→ Texte à analyser
────

La gratuité du traitement psychanalytique proposé par les CPCT a contribué à drainer en priorité des sujets en état de précarité matérielle, mais aussi le plus souvent doublée d’une précarité du symbolique. Pour ces sujets, il faut au cas par cas inventer et construire les conditions d’un lien social en rapport avec leur particularité.
L’expérience de ces cas a déjà donné lieu à de nombreux travaux mettant en relief l’efficacité du traitement pour ces sujets, comme on dit, pleins d’avenir.

────

Données recueillies:
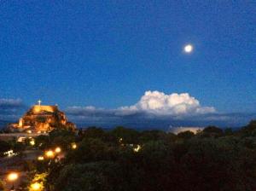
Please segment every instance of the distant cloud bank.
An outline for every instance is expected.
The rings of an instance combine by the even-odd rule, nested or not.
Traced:
[[[166,95],[160,91],[146,91],[133,106],[119,108],[121,114],[144,112],[156,116],[184,116],[214,113],[212,107],[201,107],[198,100],[188,93]]]
[[[0,121],[16,121],[27,107],[20,99],[0,98]],[[256,113],[221,113],[213,107],[201,106],[189,93],[170,95],[146,91],[131,106],[108,109],[93,106],[73,106],[64,109],[68,119],[79,127],[160,128],[169,126],[241,126],[256,119]]]

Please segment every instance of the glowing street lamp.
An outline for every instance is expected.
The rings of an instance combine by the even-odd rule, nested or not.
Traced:
[[[35,141],[34,141],[34,140],[31,140],[29,143],[30,143],[32,146],[34,146],[34,145],[35,145]]]
[[[19,177],[19,176],[18,176],[18,173],[16,173],[16,172],[11,172],[7,176],[7,179],[9,182],[13,182],[13,187],[11,188],[12,190],[15,189],[15,181],[17,180],[18,177]]]
[[[72,147],[72,149],[76,149],[78,148],[77,144],[74,142],[72,143],[71,147]]]
[[[133,151],[137,153],[139,152],[139,150],[142,148],[142,147],[140,145],[137,145],[137,148],[133,148]]]
[[[31,190],[41,190],[42,189],[42,184],[38,182],[34,182],[30,185]]]
[[[45,152],[45,155],[48,158],[53,158],[55,156],[55,153],[52,150],[49,150]]]
[[[38,160],[44,160],[44,156],[38,156]]]
[[[55,153],[61,153],[61,148],[58,147],[55,148]]]

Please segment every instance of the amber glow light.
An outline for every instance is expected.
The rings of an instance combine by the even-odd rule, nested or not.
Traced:
[[[76,148],[77,148],[77,147],[78,147],[78,146],[77,146],[77,144],[76,144],[76,143],[73,143],[73,144],[72,144],[72,148],[73,148],[73,149],[76,149]]]
[[[61,153],[61,148],[58,147],[58,148],[55,148],[55,153]]]
[[[15,181],[18,178],[18,173],[11,172],[8,175],[7,179],[9,181]]]
[[[55,153],[52,150],[49,150],[45,152],[45,155],[49,158],[53,158],[55,156]]]
[[[42,185],[38,182],[32,183],[30,187],[32,190],[41,190],[42,188]]]
[[[38,156],[38,160],[44,160],[44,158],[43,156]]]

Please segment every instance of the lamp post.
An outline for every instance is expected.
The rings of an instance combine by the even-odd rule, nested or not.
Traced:
[[[13,186],[11,188],[11,190],[15,190],[15,181],[17,180],[19,177],[18,173],[16,172],[11,172],[7,176],[7,179],[13,182]]]
[[[31,189],[32,191],[38,191],[38,190],[42,190],[42,184],[38,183],[38,182],[34,182],[32,184],[30,185]]]

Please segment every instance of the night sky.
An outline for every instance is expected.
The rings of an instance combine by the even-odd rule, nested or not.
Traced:
[[[38,99],[81,125],[256,119],[253,1],[1,1],[0,13],[0,120]]]

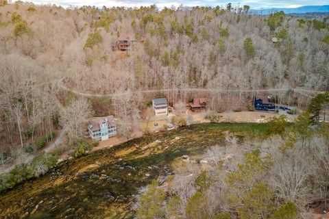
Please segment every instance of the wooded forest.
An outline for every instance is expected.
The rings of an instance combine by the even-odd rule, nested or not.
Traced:
[[[141,93],[86,100],[77,92],[162,89],[175,104],[196,88],[208,89],[210,96],[241,90],[240,100],[243,90],[328,90],[328,17],[249,10],[0,1],[0,159],[22,155],[31,142],[41,147],[63,127],[75,129],[69,136],[74,140],[82,134],[77,127],[101,107],[125,121],[129,125],[120,128],[127,133],[140,119],[135,106],[149,101]],[[137,43],[122,52],[117,43],[125,34]]]

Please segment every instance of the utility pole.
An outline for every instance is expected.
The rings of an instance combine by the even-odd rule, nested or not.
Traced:
[[[327,185],[324,186],[324,207],[322,219],[327,219]]]

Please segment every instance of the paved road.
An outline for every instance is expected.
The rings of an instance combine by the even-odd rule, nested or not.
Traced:
[[[89,94],[89,93],[84,93],[80,91],[69,89],[64,86],[63,84],[60,84],[60,87],[65,90],[70,90],[71,92],[73,92],[74,94],[86,97],[114,97],[114,96],[124,96],[130,94],[134,93],[156,93],[156,92],[170,92],[170,91],[195,91],[195,92],[217,92],[221,93],[241,93],[241,92],[276,92],[276,91],[289,91],[289,90],[293,90],[295,92],[297,92],[300,94],[306,96],[311,96],[306,93],[316,94],[321,92],[324,92],[322,91],[315,91],[315,90],[308,90],[304,89],[300,89],[300,88],[273,88],[273,89],[258,89],[258,90],[221,90],[221,89],[210,89],[210,88],[182,88],[182,89],[160,89],[160,90],[137,90],[137,91],[132,91],[132,92],[125,92],[121,93],[114,93],[114,94]]]
[[[64,136],[65,136],[65,134],[66,133],[66,129],[63,129],[60,131],[60,134],[56,137],[55,139],[55,141],[51,144],[48,146],[47,146],[45,148],[42,149],[42,152],[45,151],[45,153],[49,153],[51,149],[53,148],[56,147],[60,142],[62,142],[62,140],[63,140]],[[33,158],[36,157],[40,154],[39,153],[35,153],[33,154],[28,154],[25,157],[25,162],[26,163],[28,163],[31,160],[32,160]],[[5,168],[3,168],[2,167],[0,168],[0,173],[3,172],[7,172],[10,171],[15,166],[16,164],[13,164],[11,166],[5,166]]]
[[[46,152],[46,153],[48,153],[49,152],[51,149],[53,149],[53,148],[56,147],[61,142],[62,140],[63,140],[63,137],[65,136],[65,134],[66,133],[66,131],[67,130],[66,129],[62,130],[60,133],[60,134],[58,135],[58,136],[57,136],[56,139],[55,140],[55,141],[53,142],[53,144],[47,146],[47,147],[45,147],[44,149],[43,149],[43,151]]]

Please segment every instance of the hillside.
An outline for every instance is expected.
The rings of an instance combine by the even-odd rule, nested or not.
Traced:
[[[0,0],[0,218],[321,213],[329,19],[252,10]]]
[[[269,9],[260,9],[255,10],[262,14],[269,14],[271,13],[282,11],[286,14],[304,14],[304,13],[323,13],[329,12],[329,5],[306,5],[294,8],[273,8]]]

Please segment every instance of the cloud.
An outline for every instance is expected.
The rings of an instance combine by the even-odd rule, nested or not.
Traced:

────

→ Consigne
Prolongez le texte sur la gratuité du traitement psychanalytique dans les CPCT, en reprenant après sa dernière phrase.

→ Réponse proposée
Reste oublié, me semble-t-il, un type de précarité qui, pour réelle qu’elle soit, n’en n’est pas moins, elle aussi, souvent symbolique. Je veux parler ici des personnes âgées. Rares, il est vrai, sont ces personnes à solliciter un rendez-vous. Certes le CPCT n’a pas vocation à suppléer aux carences d’une maison de retraite. On ne nie pas non plus les ravages d’un vieillissement peu propice au déplacement, au propre comme au figuré. Néanmoins, les progrès de la médicalisation sont tels, qu’ils permettent aujourd’hui de retarder certaines échéances inéluctables. L’analyste peut donc vouloir traiter la souffrance subjective de ces personnes âgées en leur offrant une autre perspective que celle de survivre.
La visite de la vieille dame « indigne »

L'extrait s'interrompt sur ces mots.